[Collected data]
****************************************
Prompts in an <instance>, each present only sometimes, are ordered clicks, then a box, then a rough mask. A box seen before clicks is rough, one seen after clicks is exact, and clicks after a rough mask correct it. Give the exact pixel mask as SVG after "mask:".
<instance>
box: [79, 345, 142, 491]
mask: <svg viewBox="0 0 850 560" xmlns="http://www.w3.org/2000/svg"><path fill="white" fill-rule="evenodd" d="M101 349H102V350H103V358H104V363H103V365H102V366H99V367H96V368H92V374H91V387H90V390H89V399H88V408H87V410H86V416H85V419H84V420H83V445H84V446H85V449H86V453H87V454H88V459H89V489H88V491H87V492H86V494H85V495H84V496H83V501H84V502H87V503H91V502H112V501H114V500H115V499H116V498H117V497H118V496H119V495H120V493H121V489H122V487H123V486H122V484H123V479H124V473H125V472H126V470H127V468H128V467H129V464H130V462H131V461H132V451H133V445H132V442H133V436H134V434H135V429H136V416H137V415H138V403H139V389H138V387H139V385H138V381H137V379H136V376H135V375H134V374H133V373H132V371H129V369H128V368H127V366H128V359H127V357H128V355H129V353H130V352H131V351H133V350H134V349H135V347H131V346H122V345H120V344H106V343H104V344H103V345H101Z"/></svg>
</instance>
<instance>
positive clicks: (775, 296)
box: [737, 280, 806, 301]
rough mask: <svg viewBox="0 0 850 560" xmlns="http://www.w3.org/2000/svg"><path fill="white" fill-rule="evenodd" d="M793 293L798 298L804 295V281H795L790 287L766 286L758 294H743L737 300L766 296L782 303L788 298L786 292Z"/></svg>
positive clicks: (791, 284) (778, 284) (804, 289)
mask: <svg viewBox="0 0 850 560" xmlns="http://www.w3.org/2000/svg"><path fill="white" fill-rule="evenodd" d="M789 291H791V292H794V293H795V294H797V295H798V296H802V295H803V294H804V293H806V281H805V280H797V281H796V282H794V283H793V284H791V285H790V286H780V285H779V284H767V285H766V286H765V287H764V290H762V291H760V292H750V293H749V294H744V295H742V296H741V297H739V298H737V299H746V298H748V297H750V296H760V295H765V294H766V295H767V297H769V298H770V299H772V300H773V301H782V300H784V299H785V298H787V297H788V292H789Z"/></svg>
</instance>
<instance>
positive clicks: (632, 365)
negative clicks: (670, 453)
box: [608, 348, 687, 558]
****************************************
• [Directions for this task]: In full and without alteration, write out each record.

• [Worked solution]:
Prompts in an <instance>, each present only sometimes, are ordered clicks, then a box, then a rough mask. A box seen before clicks is rough, one seen after clicks is exact, and clicks after a rough mask correct it. Give the exact pixel mask as SVG after "mask:".
<instance>
box: [79, 345, 142, 491]
mask: <svg viewBox="0 0 850 560" xmlns="http://www.w3.org/2000/svg"><path fill="white" fill-rule="evenodd" d="M101 349H102V350H103V358H104V363H103V365H102V366H99V367H96V368H92V374H91V387H90V390H89V399H88V408H87V410H86V416H85V419H84V420H83V445H84V446H85V449H86V453H87V454H88V459H89V489H88V491H87V492H86V494H85V495H84V496H83V501H84V502H87V503H91V502H112V501H114V500H115V499H116V498H117V497H118V496H119V495H120V493H121V489H122V487H123V486H122V484H123V479H124V473H125V472H126V470H127V468H128V467H129V464H130V462H131V461H132V451H133V445H132V442H133V436H134V434H135V429H136V416H137V415H138V403H139V389H138V387H139V385H138V381H137V379H136V376H135V375H134V374H133V373H132V371H129V369H128V368H127V366H128V359H127V357H128V355H129V353H130V352H131V351H133V350H134V349H135V347H131V346H122V345H120V344H106V343H104V344H103V345H101Z"/></svg>
</instance>
<instance>
positive clicks: (775, 296)
box: [737, 280, 806, 301]
rough mask: <svg viewBox="0 0 850 560" xmlns="http://www.w3.org/2000/svg"><path fill="white" fill-rule="evenodd" d="M793 293L798 298L804 295V281H795L790 287L766 286L758 294H743L737 300L766 296L782 303L788 298L786 292Z"/></svg>
positive clicks: (791, 284) (778, 284) (804, 289)
mask: <svg viewBox="0 0 850 560" xmlns="http://www.w3.org/2000/svg"><path fill="white" fill-rule="evenodd" d="M789 291H791V292H794V293H795V294H797V295H798V296H802V295H803V294H804V293H806V281H805V280H797V281H796V282H794V283H793V284H791V285H790V286H780V285H779V284H767V285H766V286H765V287H764V290H762V291H760V292H750V293H749V294H744V295H742V296H741V297H739V298H737V299H746V298H748V297H750V296H760V295H765V294H766V295H767V297H769V298H770V299H772V300H773V301H782V300H784V299H785V298H787V297H788V292H789Z"/></svg>
</instance>
<instance>
positive clicks: (632, 365)
negative clicks: (670, 453)
box: [608, 348, 687, 558]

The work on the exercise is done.